HOW TO COMPLETE THIS TASK: Each record that follows must be printed exactly as given.
══ STORED DATA
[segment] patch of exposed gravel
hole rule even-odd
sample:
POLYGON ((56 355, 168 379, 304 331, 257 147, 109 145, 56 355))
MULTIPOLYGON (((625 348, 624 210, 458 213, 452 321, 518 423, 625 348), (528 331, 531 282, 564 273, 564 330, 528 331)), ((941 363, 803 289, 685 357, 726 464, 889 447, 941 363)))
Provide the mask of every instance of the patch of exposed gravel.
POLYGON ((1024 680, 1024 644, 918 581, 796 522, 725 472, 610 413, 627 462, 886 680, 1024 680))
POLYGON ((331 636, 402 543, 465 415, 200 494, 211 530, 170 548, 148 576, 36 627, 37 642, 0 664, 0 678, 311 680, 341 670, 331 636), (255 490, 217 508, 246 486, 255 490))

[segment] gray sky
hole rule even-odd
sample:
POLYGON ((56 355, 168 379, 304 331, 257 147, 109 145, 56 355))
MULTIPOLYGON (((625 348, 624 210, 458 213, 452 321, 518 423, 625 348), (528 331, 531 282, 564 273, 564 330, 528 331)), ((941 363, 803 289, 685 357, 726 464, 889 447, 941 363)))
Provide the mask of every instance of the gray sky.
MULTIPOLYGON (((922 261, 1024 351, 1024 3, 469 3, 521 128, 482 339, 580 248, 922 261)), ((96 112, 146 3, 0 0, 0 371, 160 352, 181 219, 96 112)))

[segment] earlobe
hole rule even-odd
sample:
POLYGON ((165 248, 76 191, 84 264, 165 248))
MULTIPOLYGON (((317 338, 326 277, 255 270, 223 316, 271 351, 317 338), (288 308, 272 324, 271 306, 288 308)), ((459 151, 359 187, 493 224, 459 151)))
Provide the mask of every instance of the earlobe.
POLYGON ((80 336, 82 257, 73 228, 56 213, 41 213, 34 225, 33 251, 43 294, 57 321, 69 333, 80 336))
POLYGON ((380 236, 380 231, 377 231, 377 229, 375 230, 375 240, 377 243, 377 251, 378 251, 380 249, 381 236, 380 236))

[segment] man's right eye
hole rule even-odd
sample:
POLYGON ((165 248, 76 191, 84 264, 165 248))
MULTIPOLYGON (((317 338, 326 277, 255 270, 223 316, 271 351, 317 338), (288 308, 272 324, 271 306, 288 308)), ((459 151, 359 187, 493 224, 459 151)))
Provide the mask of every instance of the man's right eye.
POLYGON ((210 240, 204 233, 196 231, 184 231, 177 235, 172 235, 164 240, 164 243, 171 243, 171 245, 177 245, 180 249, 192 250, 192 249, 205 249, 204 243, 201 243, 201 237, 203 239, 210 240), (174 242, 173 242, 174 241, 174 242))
════
OUTPUT OF THE TASK:
[segment] patch of exposed gravel
hole rule even-odd
sample:
POLYGON ((56 355, 168 379, 304 331, 257 147, 109 145, 56 355))
MULTIPOLYGON (((625 348, 624 210, 458 213, 452 321, 518 423, 625 348), (528 331, 531 282, 564 273, 564 330, 528 331)), ((941 363, 803 289, 685 357, 726 464, 889 447, 941 363)))
Provide the mask of every instance of the patch of exposed gravel.
POLYGON ((1024 680, 1024 644, 918 581, 796 522, 725 472, 610 413, 627 462, 886 680, 1024 680))
POLYGON ((331 636, 402 543, 465 415, 200 494, 211 530, 170 548, 148 576, 36 627, 37 642, 0 664, 0 678, 311 680, 341 670, 331 636), (255 490, 217 508, 246 486, 255 490))

[segment] gray sky
hole rule even-odd
sample:
POLYGON ((56 355, 168 379, 304 331, 257 147, 109 145, 56 355))
MULTIPOLYGON (((625 348, 624 210, 458 213, 452 321, 518 423, 625 348), (528 331, 531 282, 564 273, 564 330, 528 331)), ((941 363, 803 289, 685 357, 726 464, 889 447, 941 363)))
Provide the mask of every instance of the gray sky.
MULTIPOLYGON (((922 261, 1024 351, 1024 3, 469 3, 521 128, 482 339, 580 248, 922 261)), ((96 112, 146 3, 0 0, 0 371, 160 352, 181 219, 96 112)))

[segment] earlobe
hole rule even-odd
sample:
POLYGON ((165 248, 76 191, 84 264, 165 248))
MULTIPOLYGON (((317 338, 326 277, 255 270, 223 316, 271 351, 317 338), (288 308, 272 324, 271 306, 288 308)), ((459 151, 359 187, 493 224, 459 151)))
Provide the mask of every instance of the earlobe.
POLYGON ((80 336, 82 257, 73 228, 56 213, 41 213, 34 225, 33 251, 43 294, 57 321, 69 333, 80 336))
POLYGON ((380 236, 380 231, 377 231, 377 229, 375 230, 375 240, 377 243, 377 251, 378 251, 380 249, 381 236, 380 236))

[segment] man's right eye
hole rule even-odd
sample:
POLYGON ((165 248, 76 191, 84 264, 165 248))
MULTIPOLYGON (((317 338, 326 277, 255 270, 223 316, 271 351, 317 338), (288 308, 272 324, 271 306, 288 308)), ((459 151, 359 187, 493 224, 459 151)))
Provide the mask of every instance of the man's right eye.
POLYGON ((210 240, 204 233, 196 231, 184 231, 177 235, 172 235, 164 240, 164 243, 171 243, 171 245, 177 245, 180 249, 192 250, 192 249, 205 249, 204 243, 201 243, 201 237, 203 239, 210 240), (174 242, 173 242, 174 241, 174 242))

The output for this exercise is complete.